[OPDRACHT A] Neem uit de uitspraak van de Accountantskamer letterlijk een stuk over. Begin bij de woorden "ECLI:NL:TACAKN:2021:58 Accountantskamer Zwolle" en stop na "in het midden.".
[OPDRACHT B] Herschrijf in de rijen hieronder de regels vanaf de regel met "of the grassy" tot en met de regel met "point(484, 399)" als genummerde lijst, zonder lege regels. Geef alleen die regels.

[TE LEZEN TEKST]
..........

ECLI:NL:TACAKN:2021:58 Accountantskamer Zwolle 21/384 Wtra AK

ECLI: ECLI:NL:TACAKN:2021:58
Datum uitspraak: 03-09-2021
Datum publicatie: 03-09-2021
Zaaknummer(s): 21/384 Wtra AK
Onderwerp:
Beslissingen: Klacht niet-ontvankelijk
Inhoudsindicatie: Klacht over optreden accountant als financieel adviseur bij echtscheiding; klacht niet-ontvankelijk. Overschrijding driejaarstermijn als bedoeld in artikel 22, eerste lid, (oud) Wtra. De Accountantskamer komt niet toe aan een inhoudelijke beoordeling van de klachtonderdelen en zal over de juistheid ervan dan ook geen uitspraak kunnen doen. Of betrokkene dus daadwerkelijk heeft gedaan waarvan klager hem beschuldigt, blijft in het midden.

..........

[RUWE GEGEVENS]
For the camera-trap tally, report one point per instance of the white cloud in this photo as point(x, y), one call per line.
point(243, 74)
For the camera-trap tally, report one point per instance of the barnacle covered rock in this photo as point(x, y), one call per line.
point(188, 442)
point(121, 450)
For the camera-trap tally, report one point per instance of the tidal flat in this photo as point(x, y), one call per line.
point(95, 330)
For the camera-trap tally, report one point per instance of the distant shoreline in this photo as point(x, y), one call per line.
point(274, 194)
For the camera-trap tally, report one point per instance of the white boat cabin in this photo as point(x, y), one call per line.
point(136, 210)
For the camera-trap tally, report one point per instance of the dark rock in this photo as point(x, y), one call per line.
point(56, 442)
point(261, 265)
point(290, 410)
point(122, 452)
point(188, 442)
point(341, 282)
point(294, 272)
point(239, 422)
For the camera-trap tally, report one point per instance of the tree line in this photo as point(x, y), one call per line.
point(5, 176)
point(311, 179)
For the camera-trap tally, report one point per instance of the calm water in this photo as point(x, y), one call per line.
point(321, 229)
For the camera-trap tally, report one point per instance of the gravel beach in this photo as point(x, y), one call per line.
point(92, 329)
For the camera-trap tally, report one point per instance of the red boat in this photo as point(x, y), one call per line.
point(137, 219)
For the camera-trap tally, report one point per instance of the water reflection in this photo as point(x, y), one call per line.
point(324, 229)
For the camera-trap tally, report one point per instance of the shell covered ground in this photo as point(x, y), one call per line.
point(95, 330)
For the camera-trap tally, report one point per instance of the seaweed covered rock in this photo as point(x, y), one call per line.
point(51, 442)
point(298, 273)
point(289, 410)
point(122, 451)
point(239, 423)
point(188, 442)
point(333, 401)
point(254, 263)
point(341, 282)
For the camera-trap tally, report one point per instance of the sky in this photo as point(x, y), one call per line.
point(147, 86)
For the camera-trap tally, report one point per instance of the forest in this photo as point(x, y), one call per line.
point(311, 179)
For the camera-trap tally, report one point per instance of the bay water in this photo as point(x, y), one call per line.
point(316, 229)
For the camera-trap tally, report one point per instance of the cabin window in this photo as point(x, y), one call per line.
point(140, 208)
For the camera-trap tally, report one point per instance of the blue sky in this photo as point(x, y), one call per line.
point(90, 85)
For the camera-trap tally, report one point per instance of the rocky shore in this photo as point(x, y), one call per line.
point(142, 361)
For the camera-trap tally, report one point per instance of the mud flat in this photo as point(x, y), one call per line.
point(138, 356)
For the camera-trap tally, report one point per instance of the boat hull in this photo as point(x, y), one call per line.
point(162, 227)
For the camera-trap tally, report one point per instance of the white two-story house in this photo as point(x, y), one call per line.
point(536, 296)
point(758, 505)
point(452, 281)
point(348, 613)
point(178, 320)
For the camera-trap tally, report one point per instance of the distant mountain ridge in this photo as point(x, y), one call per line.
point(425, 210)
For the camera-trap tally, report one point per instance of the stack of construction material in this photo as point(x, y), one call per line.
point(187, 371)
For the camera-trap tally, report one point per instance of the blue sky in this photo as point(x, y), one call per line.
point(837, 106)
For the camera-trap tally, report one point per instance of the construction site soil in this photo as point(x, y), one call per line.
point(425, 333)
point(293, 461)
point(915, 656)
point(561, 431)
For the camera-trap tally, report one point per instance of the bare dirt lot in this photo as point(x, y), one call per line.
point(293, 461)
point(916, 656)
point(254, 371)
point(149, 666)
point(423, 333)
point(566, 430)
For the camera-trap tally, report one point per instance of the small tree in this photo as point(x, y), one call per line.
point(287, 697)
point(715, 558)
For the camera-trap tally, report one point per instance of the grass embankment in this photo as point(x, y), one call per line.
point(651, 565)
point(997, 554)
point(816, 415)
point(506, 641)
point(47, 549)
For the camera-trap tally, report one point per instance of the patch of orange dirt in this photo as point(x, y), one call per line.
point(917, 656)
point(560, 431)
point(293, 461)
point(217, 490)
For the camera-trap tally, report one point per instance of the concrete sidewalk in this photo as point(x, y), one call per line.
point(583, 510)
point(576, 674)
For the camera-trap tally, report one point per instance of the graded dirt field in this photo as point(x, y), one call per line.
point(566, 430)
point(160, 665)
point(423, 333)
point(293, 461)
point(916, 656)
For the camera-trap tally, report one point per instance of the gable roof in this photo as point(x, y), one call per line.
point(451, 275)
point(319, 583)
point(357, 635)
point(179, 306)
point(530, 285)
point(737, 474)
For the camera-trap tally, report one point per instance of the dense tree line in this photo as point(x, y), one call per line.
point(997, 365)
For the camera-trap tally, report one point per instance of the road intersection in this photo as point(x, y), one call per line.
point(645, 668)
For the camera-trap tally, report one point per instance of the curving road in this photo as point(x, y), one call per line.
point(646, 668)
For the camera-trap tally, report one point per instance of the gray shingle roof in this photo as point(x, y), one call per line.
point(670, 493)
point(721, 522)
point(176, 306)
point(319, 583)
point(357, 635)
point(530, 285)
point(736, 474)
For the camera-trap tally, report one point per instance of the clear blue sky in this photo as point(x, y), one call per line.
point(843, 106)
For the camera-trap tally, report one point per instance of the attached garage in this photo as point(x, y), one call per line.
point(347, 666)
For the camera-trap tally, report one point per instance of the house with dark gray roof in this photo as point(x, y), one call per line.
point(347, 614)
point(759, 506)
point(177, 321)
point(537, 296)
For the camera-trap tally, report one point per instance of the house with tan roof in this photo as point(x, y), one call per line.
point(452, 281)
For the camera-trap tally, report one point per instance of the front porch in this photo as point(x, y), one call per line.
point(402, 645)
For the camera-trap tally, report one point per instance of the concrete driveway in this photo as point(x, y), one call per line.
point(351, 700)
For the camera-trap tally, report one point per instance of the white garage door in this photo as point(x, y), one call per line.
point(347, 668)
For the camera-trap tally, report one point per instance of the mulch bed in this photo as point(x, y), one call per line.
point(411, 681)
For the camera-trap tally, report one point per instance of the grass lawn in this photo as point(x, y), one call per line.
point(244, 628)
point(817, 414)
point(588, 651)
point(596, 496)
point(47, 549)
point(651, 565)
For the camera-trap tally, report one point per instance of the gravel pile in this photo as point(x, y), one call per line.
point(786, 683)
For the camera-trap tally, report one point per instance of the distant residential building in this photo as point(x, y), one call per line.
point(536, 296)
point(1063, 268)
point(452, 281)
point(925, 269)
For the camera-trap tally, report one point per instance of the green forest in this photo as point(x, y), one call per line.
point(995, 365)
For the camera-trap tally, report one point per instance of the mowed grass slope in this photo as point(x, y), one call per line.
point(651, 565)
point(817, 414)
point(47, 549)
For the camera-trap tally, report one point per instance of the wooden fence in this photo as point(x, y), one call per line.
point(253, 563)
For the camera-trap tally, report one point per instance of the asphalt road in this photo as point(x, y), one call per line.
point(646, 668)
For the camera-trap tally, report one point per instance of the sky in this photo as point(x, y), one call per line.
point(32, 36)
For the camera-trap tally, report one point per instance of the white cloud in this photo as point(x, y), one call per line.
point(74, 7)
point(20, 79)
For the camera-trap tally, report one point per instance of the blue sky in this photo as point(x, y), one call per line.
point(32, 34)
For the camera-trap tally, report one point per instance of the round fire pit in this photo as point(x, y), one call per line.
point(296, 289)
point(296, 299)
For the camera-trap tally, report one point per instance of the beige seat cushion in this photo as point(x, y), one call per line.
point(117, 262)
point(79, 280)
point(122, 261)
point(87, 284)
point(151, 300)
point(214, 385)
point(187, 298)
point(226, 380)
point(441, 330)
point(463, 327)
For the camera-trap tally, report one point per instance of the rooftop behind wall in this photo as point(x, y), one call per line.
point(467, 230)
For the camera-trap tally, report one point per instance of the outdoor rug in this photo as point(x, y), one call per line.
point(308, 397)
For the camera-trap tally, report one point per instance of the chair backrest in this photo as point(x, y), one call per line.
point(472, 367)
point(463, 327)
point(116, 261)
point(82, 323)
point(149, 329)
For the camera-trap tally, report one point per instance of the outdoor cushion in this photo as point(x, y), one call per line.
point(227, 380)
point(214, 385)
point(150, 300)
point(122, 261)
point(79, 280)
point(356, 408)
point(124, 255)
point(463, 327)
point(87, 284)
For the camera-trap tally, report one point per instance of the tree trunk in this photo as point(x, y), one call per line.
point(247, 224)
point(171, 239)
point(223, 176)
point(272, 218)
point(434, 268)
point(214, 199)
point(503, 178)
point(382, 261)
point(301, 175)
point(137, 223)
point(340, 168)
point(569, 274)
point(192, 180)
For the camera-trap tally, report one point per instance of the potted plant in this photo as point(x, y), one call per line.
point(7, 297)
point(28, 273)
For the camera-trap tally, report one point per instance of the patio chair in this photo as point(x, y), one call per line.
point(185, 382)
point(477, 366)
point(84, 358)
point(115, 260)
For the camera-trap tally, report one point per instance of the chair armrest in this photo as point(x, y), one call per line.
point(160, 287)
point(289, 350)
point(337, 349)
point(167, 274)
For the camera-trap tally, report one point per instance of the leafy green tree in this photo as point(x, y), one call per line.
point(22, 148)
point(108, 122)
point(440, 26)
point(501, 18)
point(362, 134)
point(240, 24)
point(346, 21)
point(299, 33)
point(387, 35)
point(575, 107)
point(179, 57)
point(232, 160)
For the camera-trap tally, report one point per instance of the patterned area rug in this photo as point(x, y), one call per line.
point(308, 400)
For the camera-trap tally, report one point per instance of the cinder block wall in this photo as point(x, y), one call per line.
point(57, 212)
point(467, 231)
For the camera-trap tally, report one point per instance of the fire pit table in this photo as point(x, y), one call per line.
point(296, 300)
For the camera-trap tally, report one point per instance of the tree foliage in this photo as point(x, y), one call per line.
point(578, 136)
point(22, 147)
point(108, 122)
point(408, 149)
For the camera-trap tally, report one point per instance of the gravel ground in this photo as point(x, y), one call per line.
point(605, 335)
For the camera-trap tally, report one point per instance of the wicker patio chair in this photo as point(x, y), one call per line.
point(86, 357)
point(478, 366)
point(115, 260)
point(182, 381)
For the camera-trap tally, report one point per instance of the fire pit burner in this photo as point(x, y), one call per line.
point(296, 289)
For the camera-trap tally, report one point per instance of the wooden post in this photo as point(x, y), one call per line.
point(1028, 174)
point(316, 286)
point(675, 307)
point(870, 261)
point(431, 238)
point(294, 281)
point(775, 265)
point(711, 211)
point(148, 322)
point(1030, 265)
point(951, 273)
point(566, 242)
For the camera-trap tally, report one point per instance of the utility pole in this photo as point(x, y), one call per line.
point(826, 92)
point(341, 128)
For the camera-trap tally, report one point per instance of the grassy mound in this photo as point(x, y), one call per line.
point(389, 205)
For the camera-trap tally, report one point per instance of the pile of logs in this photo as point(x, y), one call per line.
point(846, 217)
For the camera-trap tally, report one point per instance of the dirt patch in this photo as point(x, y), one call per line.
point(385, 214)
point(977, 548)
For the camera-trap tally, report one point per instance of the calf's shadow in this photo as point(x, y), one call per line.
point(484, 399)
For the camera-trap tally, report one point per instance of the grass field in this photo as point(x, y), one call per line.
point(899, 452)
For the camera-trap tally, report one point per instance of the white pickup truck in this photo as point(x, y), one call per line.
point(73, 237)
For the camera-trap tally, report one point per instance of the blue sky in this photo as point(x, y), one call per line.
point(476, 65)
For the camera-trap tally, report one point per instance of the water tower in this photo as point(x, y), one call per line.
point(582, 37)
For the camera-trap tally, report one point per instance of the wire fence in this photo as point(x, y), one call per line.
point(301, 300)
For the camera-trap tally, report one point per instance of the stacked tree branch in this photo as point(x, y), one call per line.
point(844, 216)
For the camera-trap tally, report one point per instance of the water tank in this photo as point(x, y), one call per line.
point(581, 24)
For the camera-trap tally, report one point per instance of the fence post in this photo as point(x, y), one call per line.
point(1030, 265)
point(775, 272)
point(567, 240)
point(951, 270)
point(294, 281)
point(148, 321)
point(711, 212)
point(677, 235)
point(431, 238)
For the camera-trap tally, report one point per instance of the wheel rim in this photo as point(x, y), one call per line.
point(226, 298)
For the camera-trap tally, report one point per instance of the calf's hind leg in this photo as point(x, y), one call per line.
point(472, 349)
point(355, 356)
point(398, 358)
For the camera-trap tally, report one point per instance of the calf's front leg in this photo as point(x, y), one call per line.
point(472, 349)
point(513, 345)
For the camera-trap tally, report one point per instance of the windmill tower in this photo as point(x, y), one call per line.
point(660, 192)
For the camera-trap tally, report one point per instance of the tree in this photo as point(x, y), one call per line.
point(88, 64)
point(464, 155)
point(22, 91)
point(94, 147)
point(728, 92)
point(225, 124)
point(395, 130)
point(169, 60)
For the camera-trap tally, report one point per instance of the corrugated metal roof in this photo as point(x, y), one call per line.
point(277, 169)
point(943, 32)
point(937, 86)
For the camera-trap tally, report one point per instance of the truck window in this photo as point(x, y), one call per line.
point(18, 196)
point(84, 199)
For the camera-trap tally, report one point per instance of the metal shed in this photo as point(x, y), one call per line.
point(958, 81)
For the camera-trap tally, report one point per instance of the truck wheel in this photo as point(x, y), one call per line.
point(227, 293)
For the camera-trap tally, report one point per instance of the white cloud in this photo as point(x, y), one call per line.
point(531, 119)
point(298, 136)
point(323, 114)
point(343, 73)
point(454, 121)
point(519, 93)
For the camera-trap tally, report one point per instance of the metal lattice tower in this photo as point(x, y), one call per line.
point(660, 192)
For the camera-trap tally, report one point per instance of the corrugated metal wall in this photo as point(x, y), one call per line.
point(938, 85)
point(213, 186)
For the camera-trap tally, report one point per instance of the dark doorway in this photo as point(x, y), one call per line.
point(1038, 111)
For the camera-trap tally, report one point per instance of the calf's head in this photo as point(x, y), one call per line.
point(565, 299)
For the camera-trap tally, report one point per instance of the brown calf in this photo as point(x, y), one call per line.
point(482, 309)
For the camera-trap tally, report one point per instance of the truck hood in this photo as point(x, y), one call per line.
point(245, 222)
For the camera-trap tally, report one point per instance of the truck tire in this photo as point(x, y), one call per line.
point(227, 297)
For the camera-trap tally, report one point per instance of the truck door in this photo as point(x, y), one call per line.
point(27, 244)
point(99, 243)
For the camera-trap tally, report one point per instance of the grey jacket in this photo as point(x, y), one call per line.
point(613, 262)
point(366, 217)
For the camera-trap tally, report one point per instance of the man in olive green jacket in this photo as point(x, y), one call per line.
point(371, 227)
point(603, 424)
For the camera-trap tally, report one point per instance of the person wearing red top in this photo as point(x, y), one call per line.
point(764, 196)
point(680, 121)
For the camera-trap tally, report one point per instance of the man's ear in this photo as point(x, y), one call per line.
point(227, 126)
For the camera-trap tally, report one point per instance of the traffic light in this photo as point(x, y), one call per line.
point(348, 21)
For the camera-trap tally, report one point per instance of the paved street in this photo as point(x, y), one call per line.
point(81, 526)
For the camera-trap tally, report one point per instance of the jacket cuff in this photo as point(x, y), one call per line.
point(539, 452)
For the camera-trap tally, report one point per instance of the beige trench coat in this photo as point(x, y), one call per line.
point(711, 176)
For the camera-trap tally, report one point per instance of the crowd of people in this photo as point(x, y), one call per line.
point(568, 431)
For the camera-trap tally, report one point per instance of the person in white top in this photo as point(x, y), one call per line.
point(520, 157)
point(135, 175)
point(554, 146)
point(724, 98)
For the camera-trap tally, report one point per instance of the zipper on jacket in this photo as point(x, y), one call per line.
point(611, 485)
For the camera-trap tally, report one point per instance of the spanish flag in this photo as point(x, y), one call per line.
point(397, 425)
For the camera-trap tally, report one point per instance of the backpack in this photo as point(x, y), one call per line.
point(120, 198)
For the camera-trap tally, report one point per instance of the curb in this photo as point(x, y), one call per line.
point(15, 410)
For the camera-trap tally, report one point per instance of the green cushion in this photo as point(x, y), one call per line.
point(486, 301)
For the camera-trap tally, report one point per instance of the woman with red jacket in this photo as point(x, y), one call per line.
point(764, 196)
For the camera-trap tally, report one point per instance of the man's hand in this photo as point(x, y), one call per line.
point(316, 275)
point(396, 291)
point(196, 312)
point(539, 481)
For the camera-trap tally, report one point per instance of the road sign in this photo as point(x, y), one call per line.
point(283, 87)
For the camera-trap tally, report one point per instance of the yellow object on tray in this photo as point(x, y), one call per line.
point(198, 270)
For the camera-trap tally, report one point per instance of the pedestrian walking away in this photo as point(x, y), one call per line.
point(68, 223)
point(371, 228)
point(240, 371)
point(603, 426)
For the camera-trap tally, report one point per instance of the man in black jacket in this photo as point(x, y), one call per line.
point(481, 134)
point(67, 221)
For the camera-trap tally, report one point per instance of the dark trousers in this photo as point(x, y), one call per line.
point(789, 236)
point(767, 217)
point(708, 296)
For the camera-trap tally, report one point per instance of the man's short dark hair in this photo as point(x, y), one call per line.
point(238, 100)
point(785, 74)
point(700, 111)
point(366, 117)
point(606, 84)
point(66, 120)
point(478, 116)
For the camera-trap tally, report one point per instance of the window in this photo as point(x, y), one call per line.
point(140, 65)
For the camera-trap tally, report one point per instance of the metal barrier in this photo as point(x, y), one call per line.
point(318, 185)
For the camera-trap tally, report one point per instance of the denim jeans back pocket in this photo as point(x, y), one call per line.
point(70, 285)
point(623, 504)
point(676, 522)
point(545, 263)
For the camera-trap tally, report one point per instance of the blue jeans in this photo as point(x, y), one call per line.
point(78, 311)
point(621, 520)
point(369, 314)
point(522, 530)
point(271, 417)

..........

[ANTWOORD A]
ECLI:NL:TACAKN:2021:58 Accountantskamer Zwolle 21/384 Wtra AK

ECLI: ECLI:NL:TACAKN:2021:58
Datum uitspraak: 03-09-2021
Datum publicatie: 03-09-2021
Zaaknummer(s): 21/384 Wtra AK
Onderwerp:
Beslissingen: Klacht niet-ontvankelijk
Inhoudsindicatie: Klacht over optreden accountant als financieel adviseur bij echtscheiding; klacht niet-ontvankelijk. Overschrijding driejaarstermijn als bedoeld in artikel 22, eerste lid, (oud) Wtra. De Accountantskamer komt niet toe aan een inhoudelijke beoordeling van de klachtonderdelen en zal over de juistheid ervan dan ook geen uitspraak kunnen doen. Of betrokkene dus daadwerkelijk heeft gedaan waarvan klager hem beschuldigt, blijft in het midden.

[ANTWOORD B]
1. For the camera-trap tally, report one point per instance of the grassy mound in this photo as point(x, y), one call per line.
2. point(389, 205)
3. For the camera-trap tally, report one point per instance of the pile of logs in this photo as point(x, y), one call per line.
4. point(846, 217)
5. For the camera-trap tally, report one point per instance of the dirt patch in this photo as point(x, y), one call per line.
6. point(385, 214)
7. point(977, 548)
8. For the camera-trap tally, report one point per instance of the calf's shadow in this photo as point(x, y), one call per line.
9. point(484, 399)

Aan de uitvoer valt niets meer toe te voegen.